§ SET EXERCISE: Copy all the entries below. Wherever "one dot per instance" occurs, put "one dot for each instance" in its place, and leave everything else unchanged.

§ ENTRIES PROVIDED:
════

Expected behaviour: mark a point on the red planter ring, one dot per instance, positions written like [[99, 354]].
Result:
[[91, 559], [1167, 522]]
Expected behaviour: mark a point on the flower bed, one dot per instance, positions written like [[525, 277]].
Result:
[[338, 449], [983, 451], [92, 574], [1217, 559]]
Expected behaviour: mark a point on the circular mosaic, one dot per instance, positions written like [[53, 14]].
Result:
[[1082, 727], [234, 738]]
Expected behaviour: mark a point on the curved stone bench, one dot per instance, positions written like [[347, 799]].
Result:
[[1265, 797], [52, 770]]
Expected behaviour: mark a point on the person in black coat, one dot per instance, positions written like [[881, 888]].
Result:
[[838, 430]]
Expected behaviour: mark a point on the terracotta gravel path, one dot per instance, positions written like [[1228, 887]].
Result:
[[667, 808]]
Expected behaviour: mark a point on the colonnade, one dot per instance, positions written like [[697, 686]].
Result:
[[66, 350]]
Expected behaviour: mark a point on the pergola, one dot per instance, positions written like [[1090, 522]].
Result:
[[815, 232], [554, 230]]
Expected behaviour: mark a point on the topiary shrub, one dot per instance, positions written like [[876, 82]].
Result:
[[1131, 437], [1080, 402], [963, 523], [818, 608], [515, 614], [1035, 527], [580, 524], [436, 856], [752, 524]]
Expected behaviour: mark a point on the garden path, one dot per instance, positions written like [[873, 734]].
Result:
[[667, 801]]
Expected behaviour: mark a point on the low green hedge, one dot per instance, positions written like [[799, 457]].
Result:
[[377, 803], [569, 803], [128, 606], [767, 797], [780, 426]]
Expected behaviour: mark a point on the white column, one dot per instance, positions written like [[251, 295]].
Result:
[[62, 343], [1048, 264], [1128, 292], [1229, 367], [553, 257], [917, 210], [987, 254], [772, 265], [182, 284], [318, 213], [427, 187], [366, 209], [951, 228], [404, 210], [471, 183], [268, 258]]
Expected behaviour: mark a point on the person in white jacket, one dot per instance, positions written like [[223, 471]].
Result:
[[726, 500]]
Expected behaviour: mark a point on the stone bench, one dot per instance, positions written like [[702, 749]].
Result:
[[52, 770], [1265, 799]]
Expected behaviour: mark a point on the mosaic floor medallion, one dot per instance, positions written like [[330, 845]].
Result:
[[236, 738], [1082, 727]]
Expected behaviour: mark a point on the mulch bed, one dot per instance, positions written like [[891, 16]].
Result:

════

§ RESULT FOR THIS TASK:
Expected behaviour: mark a point on the red planter ring, one dot for each instance, positions written like [[99, 354]].
Result:
[[91, 559], [1167, 522]]
Expected behaviour: mark a point on the flower bed, one dot for each instance, positions written like [[525, 277]].
Result:
[[338, 449], [983, 451], [92, 574], [1217, 559]]
Expected behaviour: mark a point on the circular mosaic, one dot for each instance, positions written like [[53, 14]].
Result:
[[1082, 727], [234, 738]]
Expected behaviour: mark a point on the curved stone bench, one dot for each instance, positions written like [[347, 799]].
Result:
[[1265, 797], [52, 770]]
Expected behaviour: mark a point on the person in black coat, one dot for each instance, positions written like [[881, 888]].
Result:
[[838, 430]]
Expected behaviour: mark a point on the terracotta gravel path, one dot for each instance, positions written like [[1228, 887]].
Result:
[[667, 808]]
Expected behaviour: mark a point on the colonnade, one dot for each instance, positions written like [[697, 686]].
Result:
[[66, 350]]
Expected behaviour: mark a point on the pergola, one dot for each instance, positions written like [[1090, 522]].
Result:
[[815, 232], [554, 230]]
Expected behaviour: mark a point on the topiary shrub, one dot for each instance, positions written like [[876, 82]].
Result:
[[1131, 437], [1080, 402], [963, 523], [818, 608], [515, 614], [1035, 527], [580, 524], [436, 856], [752, 524]]
Expected behaviour: mark a point on the garden path, one dot for each instance, positions written like [[873, 734]].
Result:
[[667, 801]]
Expected behaviour: mark a point on the low green hedge, one dot for each instance, positions written like [[799, 457]].
Result:
[[377, 803], [569, 803], [128, 606], [767, 797], [780, 426]]
Expected behaviour: mark a point on the white column, one dot for each instance, positions written like [[251, 295]].
Result:
[[62, 343], [1048, 264], [1128, 292], [1229, 367], [553, 257], [917, 210], [987, 254], [772, 265], [182, 284], [318, 213], [427, 187], [366, 209], [951, 228], [404, 210], [471, 183], [268, 258]]
Expected behaviour: mark a point on the person in white jacket, one dot for each instance, positions written like [[223, 471]].
Result:
[[726, 500]]
Expected behaviour: mark a point on the stone bench, one dot for each instance, positions written like [[702, 749]].
Result:
[[52, 770], [1265, 799]]
Expected behaviour: mark a point on the mosaic floor medallion, one dot for each instance, positions written like [[330, 845]].
Result:
[[236, 738], [1082, 727]]
Expected behaviour: mark a point on the mulch bed, one dot for each instance, positions written like [[891, 16]].
Result:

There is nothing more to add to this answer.